==== Dataset records

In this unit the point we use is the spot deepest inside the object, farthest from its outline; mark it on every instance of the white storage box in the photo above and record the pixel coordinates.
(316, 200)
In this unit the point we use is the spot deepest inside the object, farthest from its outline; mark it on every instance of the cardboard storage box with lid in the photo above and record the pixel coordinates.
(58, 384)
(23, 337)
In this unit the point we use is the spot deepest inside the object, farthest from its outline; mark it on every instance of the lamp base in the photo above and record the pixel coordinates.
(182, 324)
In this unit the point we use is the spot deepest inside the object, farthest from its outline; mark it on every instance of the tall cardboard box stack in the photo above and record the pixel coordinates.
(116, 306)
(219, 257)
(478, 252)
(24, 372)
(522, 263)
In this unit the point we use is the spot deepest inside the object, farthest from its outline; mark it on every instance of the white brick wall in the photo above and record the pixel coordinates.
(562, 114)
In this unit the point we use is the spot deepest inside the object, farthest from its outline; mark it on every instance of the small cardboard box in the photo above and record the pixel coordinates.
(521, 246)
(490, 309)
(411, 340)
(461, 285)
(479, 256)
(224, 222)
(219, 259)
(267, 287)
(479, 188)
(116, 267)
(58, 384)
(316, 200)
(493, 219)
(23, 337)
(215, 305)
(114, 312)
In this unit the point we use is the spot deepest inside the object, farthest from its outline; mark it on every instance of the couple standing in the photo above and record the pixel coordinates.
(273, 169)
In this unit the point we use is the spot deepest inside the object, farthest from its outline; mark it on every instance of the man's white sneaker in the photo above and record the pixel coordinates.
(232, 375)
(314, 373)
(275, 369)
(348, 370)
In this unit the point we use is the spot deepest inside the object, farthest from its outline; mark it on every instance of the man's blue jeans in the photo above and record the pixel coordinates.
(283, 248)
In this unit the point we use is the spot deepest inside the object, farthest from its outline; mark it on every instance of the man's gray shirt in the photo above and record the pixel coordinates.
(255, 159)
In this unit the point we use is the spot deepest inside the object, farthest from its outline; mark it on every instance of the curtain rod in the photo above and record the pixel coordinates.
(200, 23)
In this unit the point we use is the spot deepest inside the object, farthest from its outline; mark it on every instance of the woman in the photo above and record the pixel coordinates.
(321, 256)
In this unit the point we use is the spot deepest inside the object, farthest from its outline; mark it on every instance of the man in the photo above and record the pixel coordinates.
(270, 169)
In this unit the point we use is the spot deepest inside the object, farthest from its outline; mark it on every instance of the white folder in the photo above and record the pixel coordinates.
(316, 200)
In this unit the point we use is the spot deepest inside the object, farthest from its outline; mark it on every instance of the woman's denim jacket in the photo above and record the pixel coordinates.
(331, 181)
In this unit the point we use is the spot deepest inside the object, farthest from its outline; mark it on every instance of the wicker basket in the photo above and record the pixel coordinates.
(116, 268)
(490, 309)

========

• [Task description] Each line in the material above must be retyped without alteration.

• [Reply]
In this unit the point we use is the spot deepest inside the object, farthest from its outline; mark it on every instance of the white storage box in the photo above and record the pixel coordinates.
(316, 200)
In this unit the point we use is the spot deepest inside the object, farthest from its outline; mark it on every instance of the cardboard storage box with lid in the photo above and record the pixel coordinates.
(58, 384)
(23, 337)
In this unit the point we use is the spot deepest inside the object, farthest from its outline; mark it on every instance of the lamp base in the photo above and record the pixel coordinates.
(182, 324)
In this unit the point we use is the spot deepest inside the object, farthest from its outline; mark it on every instance of the tall cardboard box stack in the photo above and record the pixel coordinates.
(116, 306)
(219, 257)
(478, 252)
(24, 372)
(522, 263)
In this unit the point we use is the spot deepest inside the object, farthest from its outline; mark it on every instance of the white brick wall in the photo above and record the pixel coordinates.
(562, 114)
In this unit the point we use is the spot deepest inside the object, farthest from its outline; mark it on every instance of the small cardboard box in the photo above and record the pixel coordinates.
(521, 246)
(490, 309)
(411, 340)
(461, 285)
(479, 256)
(224, 222)
(219, 259)
(267, 287)
(479, 188)
(116, 267)
(58, 384)
(316, 200)
(493, 219)
(23, 337)
(215, 305)
(114, 312)
In this unit the point we use is the spot deepest inside the object, farthest from its outline; mark it on every instance of the couple standing in the photo above and record the pixel coordinates.
(273, 169)
In this unit the point we use is the spot deepest inside the object, farthest from its outline; mark it on every instance of the man's white sneaker in the photo above and record the pixel coordinates.
(232, 375)
(314, 373)
(275, 369)
(348, 370)
In this unit the point we use is the spot deepest inside the object, farthest from its outline; mark it on every instance of the man's blue jeans in the photo above and record the pixel coordinates.
(283, 248)
In this unit the point we use is the spot deepest inside the object, farthest from its outline; mark it on every instance of the man's gray shirt in the photo above and record the pixel coordinates.
(255, 159)
In this unit the point we use is the spot deepest inside the object, farthest from its outline; mark it on every instance of the curtain rod in the photo above and record the pixel coordinates.
(200, 23)
In this unit the point we use is the spot deepest inside the object, farthest from its outline; mark it on every instance of the woman in the photo above and record the pixel coordinates.
(321, 256)
In this unit the point we use is the spot deepest inside the object, farthest from its outline; mark it on every instance of the man in the photo above and record the pixel coordinates.
(270, 169)
In this unit the point we use is the spot deepest inside the object, farthest from its outline; mark it on every instance of the white folder in the photo above and record the pixel coordinates.
(316, 200)
In this unit the point we use is the spot deepest inside the object, farthest from its outline; mark it on every instance of the woman's denim jacket in the photo above and record the pixel coordinates.
(331, 181)
In this unit the point we use is the spot deepest inside the object, farthest from its outline; mark it on every instance of the wicker basket in the photo above and record the pixel coordinates.
(116, 268)
(490, 309)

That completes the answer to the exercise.